> [Exercise task 1]: Repeat word for word the portion of the Cytron Technologies article between "Eng Tong also" and "entering the country.", inclusive.
> [Exercise task 2]: Pick up the Cytron Technologies article right after its final sentence and keep writing it.

In this article
  • Cytron Technologies, founded in 2004, is a designer and manufacturer of components for robotics and advanced electronics, with their products being sold through their online marketplace, one of the biggest in Malaysia.
  • In an interview with Mileiniu, co-founder Tan Eng Tong shares his thoughts about Malaysia’s robotics and hardware startup sector, including why cheap labour is a stumbling block to the growth of the scene and what Malaysia needs to do to be ready for Industry 4.0.

In the third installment of their series focusing on Penang-based startups and companies, business content creators Mileiniu sat down with robotics and mechatronics components supplier Cytron Technologies, who are based in Bayan Lepas.

Founded in late 2004 by five University of Technology Malaysia (UTM) alumni, Cytron now designs, manufactures, and sells a large variety of components for robotics and other advanced electronics, including a highly popular educational robotics kit called RERO that is used to teach students of all ages about building and programming robots.

RERO is used as a tool to teach students about robotics and programming / Image Credit: RERO

Sitting down with Cytron co-founder Tan Eng Tong, Mileiniu managed to get his thoughts about the robotics ecosystem in Malaysia, and what he feels the local industry needs to become more competitive.

1. Cheap labour hinders progress.

Speaking on the robotics industry in Malaysia, Eng Tong opined that the growth of the scene locally has been somewhat hampered due to cheap foreign labour.

“If you want automation or robotics to scale fast, the cost of labour has to be expensive, then will it make sense to develop that area,” he said. “If I hire 10 workers and it’s still cheaper than buying a machine, then I’m sure that as an employer I’d prefer to hire 10 workers.”

Eng Tong also said that in order to overcome this hurdle, the Malaysian government would have to agree to curb the amount of foreign labourers entering the country.

“There are so many factories and manufacturers here,” he added. “Having restrictions will drive employers to adopt automation and robotics.”

[Location identification entries]
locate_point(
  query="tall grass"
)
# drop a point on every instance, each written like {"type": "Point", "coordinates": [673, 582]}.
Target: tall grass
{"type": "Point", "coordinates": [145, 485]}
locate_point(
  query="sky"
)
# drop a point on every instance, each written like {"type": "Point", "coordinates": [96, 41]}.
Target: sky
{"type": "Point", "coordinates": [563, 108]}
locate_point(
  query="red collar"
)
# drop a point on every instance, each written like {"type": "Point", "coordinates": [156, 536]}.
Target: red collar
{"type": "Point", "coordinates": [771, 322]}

> [Output 1]:
Eng Tong also said that in order to overcome this hurdle, the Malaysian government would have to agree to curb the amount of foreign labourers entering the country.

> [Output 2]:
2. On when robots will replace humans.

When asked what industry he thinks will be the first to adopt robotics on a mass scale, Eng Tong put forth the automotive sector as his answer, explaining that drivers would become the first to be replaced.

“Self-driving cars scale really fast, but the first common adoption for this tech will not happen to common people,” he said. “It will be applied in public transport—anywhere with a planned route for public transport, it will start there.”

Image Credit: Cytron Technologies

Of course, Eng Tong then also moved to address concerns regarding the complete replacement of human labour by robots by saying that robots will always be necessary as a means for helping humans perform tasks that they prefer not to do, such as digging through dirt and cleaning drains.

“Would you let your children do those jobs?” he quizzed. “No one wants to do it, so that’s why we need robots.”

“I believe that media and news outlets have exaggerated the extent of how much robots can replace humans in different industries,” he added, saying that we ultimately shouldn’t be too bothered by that prospect.

3. Industry 4.0 is still far away.

Eng Tong also touched upon the subject of Industry 4.0 and provided an alternative take to the general consensus surrounding that movement in the current time frame.

“I have different view, I believe Industry 4.0 has been exaggerated and that it’s not ready,” he said. “Some people say Malaysia is still at the level of Industry 2.0 or Industry 3.0, so how do we achieve the level of Industry 4.0?”

The interior of Cytron’s HQ in Penang / Image Credit: Mileiniu on YouTube

Eng Tong went on to share some insights gleaned from his mentor, ex-CEO of Foxconn, Terry Cheng.

“He said that instead of everyone talking about Industry 4.0, why not talk about Product 4.0?” he recounted. “Right now, we have no need for Industry 4.0. What companies need to produce is something consumers need and want.”

“Back then, products were only tools without moving components, and then they started having motion. Now there are computer components inside,” he continued.

“Product 4.0 combines both intelligence and motion, and you need to create more of these products that solve human problems.”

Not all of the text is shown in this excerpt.